TASK REQUIREMENTS: Transcribe exactly, and only, the lines from the one containing "# return the position of each instance of the activzone" through the last line of the data.

RECORDS FOR THE TASK:

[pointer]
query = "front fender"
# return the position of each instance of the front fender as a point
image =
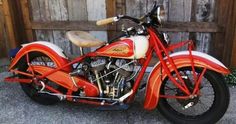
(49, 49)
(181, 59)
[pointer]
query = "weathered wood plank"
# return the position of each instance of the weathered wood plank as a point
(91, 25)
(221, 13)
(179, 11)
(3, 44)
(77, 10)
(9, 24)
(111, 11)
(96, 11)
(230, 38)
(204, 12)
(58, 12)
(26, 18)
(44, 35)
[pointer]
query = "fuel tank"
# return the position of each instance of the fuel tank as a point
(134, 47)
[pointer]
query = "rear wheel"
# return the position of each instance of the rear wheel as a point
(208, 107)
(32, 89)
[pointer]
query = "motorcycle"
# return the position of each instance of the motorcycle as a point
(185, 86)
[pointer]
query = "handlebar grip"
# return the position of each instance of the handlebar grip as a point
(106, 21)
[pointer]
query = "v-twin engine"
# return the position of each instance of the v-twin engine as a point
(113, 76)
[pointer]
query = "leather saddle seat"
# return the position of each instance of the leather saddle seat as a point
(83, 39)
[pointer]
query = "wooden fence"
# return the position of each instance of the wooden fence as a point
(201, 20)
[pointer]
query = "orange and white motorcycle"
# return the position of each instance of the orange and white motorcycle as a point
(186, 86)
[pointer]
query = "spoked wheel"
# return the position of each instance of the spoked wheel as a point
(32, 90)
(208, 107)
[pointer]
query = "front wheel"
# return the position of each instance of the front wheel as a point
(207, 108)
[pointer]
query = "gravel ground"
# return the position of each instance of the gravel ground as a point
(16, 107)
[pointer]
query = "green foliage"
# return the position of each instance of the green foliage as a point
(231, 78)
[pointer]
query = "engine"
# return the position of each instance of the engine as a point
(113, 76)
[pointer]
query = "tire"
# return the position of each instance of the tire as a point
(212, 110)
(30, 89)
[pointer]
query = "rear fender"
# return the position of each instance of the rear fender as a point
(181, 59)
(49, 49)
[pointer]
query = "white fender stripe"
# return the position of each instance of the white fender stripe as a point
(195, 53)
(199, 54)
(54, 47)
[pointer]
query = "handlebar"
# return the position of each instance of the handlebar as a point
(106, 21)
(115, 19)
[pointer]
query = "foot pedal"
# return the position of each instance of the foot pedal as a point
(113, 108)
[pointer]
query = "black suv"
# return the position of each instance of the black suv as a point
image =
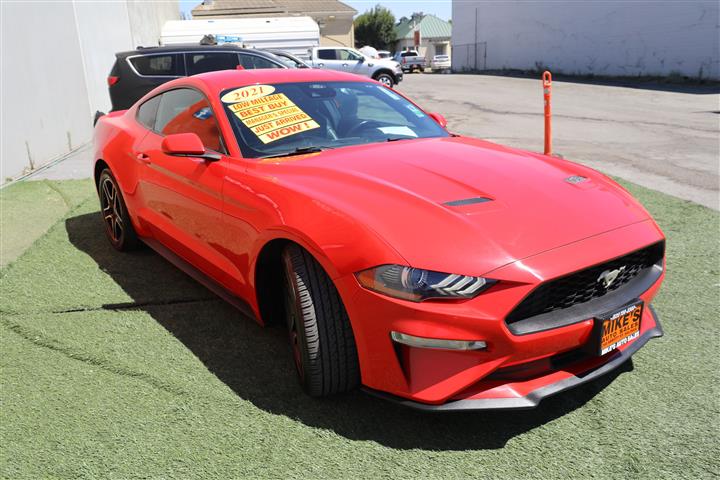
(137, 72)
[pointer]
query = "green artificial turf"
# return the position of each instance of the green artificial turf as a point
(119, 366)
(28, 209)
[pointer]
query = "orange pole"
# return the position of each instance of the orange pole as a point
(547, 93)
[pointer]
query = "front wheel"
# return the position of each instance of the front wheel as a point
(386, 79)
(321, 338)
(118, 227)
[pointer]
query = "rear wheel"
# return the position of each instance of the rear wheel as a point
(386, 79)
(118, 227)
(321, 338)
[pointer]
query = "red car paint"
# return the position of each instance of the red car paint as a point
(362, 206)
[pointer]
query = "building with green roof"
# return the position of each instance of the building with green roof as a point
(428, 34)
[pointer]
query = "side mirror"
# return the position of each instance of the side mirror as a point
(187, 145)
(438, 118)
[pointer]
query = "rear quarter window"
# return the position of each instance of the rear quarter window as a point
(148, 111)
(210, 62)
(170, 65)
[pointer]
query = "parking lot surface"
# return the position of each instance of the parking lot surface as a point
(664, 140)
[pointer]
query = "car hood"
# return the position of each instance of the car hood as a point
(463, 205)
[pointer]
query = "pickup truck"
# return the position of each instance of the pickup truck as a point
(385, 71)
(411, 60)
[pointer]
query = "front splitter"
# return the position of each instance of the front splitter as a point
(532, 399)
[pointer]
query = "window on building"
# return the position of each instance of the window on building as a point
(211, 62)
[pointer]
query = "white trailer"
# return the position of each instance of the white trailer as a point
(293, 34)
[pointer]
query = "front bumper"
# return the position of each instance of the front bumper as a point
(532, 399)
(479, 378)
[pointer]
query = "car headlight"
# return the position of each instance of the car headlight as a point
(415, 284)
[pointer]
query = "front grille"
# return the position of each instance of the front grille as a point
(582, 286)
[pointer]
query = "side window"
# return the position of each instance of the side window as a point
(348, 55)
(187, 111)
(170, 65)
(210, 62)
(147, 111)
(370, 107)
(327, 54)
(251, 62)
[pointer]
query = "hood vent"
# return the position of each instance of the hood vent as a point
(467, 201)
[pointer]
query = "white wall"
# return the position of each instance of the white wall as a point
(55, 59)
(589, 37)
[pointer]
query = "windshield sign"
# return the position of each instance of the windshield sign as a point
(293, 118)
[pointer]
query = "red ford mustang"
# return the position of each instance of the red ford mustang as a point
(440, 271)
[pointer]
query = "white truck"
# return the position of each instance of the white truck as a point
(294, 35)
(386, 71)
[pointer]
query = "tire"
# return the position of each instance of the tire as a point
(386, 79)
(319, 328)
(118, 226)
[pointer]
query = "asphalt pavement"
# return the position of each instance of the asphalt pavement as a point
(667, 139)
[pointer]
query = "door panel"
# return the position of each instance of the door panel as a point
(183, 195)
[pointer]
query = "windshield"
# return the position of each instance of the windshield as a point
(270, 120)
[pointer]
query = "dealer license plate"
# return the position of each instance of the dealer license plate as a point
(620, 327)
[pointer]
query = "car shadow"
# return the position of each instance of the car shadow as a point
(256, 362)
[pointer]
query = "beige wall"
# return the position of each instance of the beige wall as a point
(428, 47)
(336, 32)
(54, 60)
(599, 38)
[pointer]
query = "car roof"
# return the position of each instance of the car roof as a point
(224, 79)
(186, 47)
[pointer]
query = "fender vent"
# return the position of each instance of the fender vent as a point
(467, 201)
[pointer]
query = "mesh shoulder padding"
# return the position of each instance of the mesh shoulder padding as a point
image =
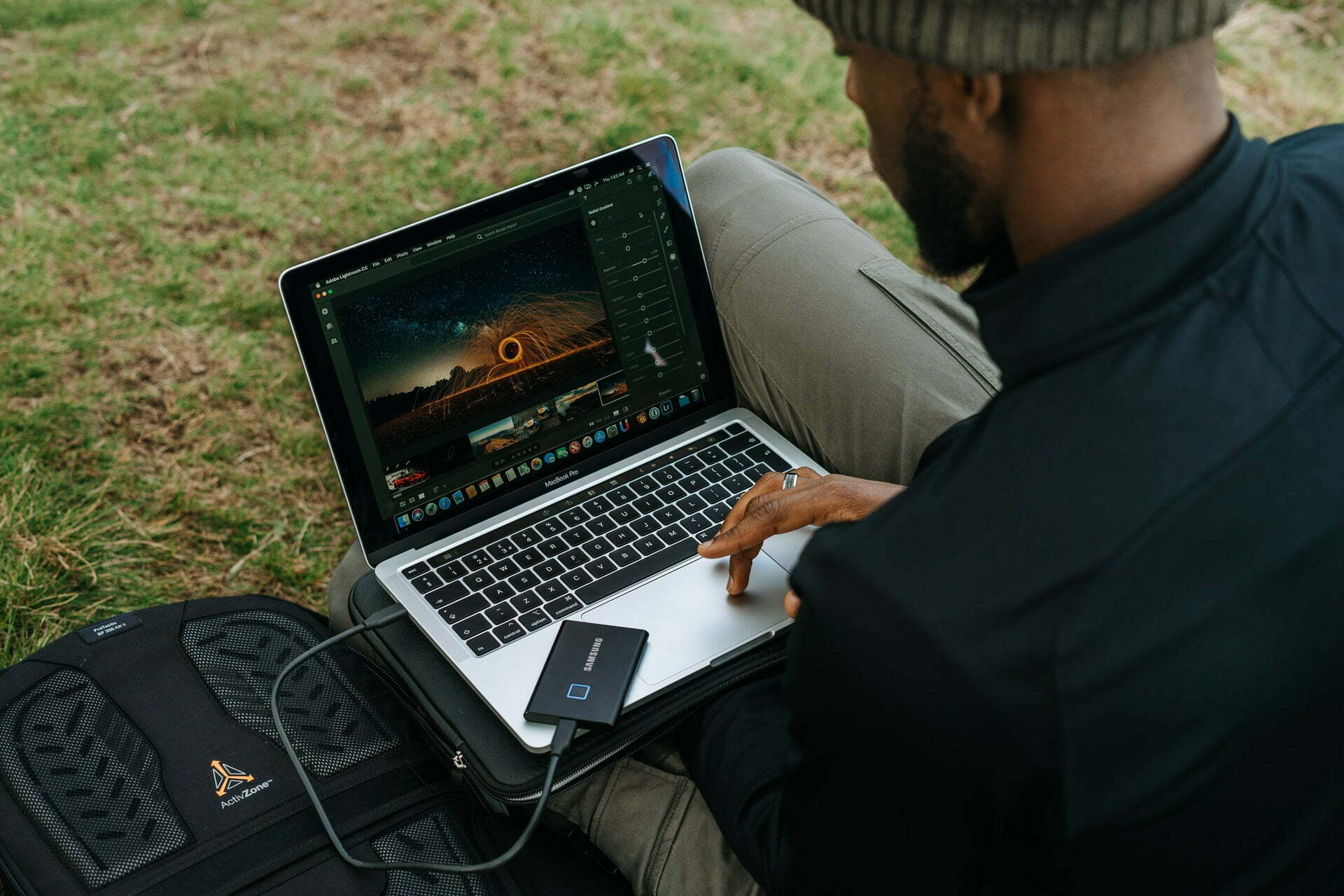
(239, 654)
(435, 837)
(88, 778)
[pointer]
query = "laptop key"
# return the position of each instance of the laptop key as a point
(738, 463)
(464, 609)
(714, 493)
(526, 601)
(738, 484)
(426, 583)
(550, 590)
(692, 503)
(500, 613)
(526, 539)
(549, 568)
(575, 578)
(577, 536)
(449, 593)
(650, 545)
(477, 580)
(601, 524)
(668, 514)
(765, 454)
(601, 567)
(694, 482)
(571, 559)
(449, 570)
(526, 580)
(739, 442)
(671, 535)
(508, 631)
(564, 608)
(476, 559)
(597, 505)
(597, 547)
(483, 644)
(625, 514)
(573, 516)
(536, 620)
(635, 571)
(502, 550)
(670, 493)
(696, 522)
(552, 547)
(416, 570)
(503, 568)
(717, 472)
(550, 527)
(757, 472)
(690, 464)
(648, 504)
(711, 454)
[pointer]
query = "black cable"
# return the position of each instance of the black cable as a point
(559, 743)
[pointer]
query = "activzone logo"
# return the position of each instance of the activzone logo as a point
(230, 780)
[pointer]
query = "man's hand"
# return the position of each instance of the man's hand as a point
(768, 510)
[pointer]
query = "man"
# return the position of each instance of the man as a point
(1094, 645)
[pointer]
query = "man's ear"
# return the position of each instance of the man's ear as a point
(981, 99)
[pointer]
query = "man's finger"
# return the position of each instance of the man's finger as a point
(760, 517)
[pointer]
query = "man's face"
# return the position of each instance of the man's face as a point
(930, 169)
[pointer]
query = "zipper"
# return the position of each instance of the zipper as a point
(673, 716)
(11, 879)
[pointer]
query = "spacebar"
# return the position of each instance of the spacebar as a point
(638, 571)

RESPONSE TO THIS TASK:
# return the position of each instance of the activzone logo as a point
(230, 780)
[pointer]
query = "man's hand"
# return the position of each instance of the man's hand as a point
(768, 510)
[pointer]
query = "man"
# return the position of each instance of the man as a point
(1094, 645)
[pointer]
query = "man's ear"
# return the position of each instance of the man's ear as a point
(981, 99)
[pointer]
query = "man's finger"
# return the position of each instance of the man's finger as a point
(760, 517)
[pointer]
query = "man's face"
# return the position of each instance of the man's face as a point
(930, 169)
[pointer]
query = "zipper"
# return the position of each instance of the zipper as a point
(673, 716)
(11, 879)
[pointer]
query = "spacebar"
# return the position of each instance of the spacebar as a point
(638, 571)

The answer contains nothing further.